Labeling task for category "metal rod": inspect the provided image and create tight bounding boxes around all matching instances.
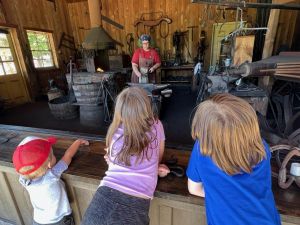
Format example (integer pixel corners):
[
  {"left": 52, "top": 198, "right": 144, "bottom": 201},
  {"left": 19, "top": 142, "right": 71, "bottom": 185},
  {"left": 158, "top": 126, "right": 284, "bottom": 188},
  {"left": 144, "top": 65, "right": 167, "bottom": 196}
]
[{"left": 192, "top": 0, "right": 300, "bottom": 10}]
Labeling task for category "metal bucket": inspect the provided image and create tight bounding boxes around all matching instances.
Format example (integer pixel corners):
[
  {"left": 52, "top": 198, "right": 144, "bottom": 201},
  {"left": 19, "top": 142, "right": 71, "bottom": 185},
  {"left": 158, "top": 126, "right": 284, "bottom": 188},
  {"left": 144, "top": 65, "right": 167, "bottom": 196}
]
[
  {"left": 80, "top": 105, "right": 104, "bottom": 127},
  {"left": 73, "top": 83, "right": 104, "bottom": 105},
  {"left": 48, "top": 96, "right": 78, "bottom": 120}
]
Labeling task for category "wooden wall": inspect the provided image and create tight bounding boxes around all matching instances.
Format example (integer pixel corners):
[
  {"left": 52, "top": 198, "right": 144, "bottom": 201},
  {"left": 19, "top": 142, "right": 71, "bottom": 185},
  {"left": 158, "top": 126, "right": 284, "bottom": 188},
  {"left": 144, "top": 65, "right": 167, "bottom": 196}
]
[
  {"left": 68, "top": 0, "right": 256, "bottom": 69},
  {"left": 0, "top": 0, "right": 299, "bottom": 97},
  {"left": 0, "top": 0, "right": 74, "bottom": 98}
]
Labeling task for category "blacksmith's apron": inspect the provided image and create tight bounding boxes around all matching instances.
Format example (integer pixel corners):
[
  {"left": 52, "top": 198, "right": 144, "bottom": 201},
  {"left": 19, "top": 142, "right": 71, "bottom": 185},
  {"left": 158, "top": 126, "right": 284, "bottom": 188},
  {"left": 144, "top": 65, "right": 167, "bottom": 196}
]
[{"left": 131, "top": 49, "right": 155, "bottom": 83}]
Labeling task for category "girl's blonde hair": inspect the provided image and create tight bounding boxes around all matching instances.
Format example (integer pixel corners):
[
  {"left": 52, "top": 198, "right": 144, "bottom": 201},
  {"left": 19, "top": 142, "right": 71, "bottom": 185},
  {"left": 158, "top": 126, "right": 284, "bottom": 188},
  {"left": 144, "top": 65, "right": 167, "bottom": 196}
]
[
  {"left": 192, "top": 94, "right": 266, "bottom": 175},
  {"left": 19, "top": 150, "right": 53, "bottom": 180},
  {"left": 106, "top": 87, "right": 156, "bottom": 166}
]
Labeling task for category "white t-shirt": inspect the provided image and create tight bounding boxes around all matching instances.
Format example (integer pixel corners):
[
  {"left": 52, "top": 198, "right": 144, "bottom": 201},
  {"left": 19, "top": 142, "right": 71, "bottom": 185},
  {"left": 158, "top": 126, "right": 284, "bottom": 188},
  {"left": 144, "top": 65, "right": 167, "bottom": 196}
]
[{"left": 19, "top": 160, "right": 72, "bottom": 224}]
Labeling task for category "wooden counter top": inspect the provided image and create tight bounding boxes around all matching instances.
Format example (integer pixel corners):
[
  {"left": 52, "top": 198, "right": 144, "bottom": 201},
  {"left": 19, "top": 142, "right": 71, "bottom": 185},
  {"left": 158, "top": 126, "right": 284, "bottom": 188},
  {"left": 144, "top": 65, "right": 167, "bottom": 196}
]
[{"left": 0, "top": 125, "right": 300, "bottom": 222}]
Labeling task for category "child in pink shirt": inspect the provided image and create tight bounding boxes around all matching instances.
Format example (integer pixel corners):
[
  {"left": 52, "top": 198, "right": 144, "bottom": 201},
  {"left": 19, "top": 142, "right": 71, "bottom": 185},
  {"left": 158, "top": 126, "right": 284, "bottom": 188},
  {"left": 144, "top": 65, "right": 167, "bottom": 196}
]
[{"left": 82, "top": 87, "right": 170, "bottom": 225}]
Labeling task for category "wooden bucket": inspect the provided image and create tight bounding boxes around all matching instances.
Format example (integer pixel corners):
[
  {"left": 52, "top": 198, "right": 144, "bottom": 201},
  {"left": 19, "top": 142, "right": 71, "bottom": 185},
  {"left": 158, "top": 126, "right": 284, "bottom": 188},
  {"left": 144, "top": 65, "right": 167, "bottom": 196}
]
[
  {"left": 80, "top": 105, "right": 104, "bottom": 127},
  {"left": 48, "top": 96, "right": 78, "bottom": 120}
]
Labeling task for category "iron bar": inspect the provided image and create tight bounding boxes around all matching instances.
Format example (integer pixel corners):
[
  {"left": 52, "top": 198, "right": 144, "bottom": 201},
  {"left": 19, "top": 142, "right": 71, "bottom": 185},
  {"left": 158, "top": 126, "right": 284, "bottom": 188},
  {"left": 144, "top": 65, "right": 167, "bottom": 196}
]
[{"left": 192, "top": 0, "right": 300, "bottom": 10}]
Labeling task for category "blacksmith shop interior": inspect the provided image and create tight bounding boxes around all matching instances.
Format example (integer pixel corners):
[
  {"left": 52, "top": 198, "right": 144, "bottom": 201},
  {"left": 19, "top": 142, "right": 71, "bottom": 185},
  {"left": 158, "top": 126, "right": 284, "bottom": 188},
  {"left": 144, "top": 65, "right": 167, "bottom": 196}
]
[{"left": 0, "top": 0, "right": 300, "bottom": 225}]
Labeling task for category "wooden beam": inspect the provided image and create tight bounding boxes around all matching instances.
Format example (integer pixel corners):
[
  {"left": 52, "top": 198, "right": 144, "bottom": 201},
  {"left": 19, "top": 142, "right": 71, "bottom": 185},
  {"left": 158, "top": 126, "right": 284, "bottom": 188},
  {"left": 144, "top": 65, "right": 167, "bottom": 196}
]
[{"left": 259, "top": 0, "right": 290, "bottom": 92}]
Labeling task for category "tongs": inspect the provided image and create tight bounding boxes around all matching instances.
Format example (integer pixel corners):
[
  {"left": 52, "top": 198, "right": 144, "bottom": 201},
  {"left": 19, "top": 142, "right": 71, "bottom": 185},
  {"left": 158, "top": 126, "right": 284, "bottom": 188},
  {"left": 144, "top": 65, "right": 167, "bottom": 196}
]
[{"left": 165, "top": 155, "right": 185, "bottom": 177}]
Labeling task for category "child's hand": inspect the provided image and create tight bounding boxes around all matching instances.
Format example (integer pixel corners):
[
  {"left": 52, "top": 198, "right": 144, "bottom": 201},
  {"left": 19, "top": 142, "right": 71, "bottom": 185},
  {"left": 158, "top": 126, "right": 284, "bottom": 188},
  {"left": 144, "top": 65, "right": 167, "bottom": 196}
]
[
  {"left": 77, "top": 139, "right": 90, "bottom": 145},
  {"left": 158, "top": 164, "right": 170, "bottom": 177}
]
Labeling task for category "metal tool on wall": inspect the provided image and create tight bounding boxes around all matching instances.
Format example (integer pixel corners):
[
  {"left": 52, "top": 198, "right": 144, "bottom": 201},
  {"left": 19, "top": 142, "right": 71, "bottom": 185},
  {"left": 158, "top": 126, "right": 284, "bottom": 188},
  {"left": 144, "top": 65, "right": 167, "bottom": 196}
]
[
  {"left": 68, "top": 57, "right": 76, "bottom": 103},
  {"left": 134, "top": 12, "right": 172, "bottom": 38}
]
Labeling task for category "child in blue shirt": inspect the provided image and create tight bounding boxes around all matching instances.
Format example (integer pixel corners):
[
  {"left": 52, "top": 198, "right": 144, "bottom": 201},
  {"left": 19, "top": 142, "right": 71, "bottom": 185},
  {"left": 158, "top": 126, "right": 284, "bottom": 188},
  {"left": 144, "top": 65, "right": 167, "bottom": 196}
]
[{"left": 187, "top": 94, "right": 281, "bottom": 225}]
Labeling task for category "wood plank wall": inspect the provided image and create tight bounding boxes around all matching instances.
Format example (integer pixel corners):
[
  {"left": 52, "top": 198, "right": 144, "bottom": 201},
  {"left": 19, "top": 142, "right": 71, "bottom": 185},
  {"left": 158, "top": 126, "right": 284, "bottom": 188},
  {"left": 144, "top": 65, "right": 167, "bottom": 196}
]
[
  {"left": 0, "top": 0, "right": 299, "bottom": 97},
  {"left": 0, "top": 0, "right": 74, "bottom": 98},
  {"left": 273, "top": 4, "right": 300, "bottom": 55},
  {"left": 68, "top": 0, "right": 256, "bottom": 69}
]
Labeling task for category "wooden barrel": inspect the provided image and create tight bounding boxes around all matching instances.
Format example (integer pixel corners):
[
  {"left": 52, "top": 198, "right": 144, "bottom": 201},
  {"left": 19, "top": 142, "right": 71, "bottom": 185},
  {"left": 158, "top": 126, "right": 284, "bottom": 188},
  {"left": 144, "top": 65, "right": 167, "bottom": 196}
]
****************************************
> **Task goal**:
Show in full every line of the rows above that contains the string "blacksmith". Treat uppercase and lowercase as different.

> **Complete response**:
Labeling task for category "blacksmith's apron": inspect the provided image and create tight bounding boxes around all matching instances.
Labeling task for category "blacksmith shop interior": inspect the provided image and create tight bounding boxes around all matching instances.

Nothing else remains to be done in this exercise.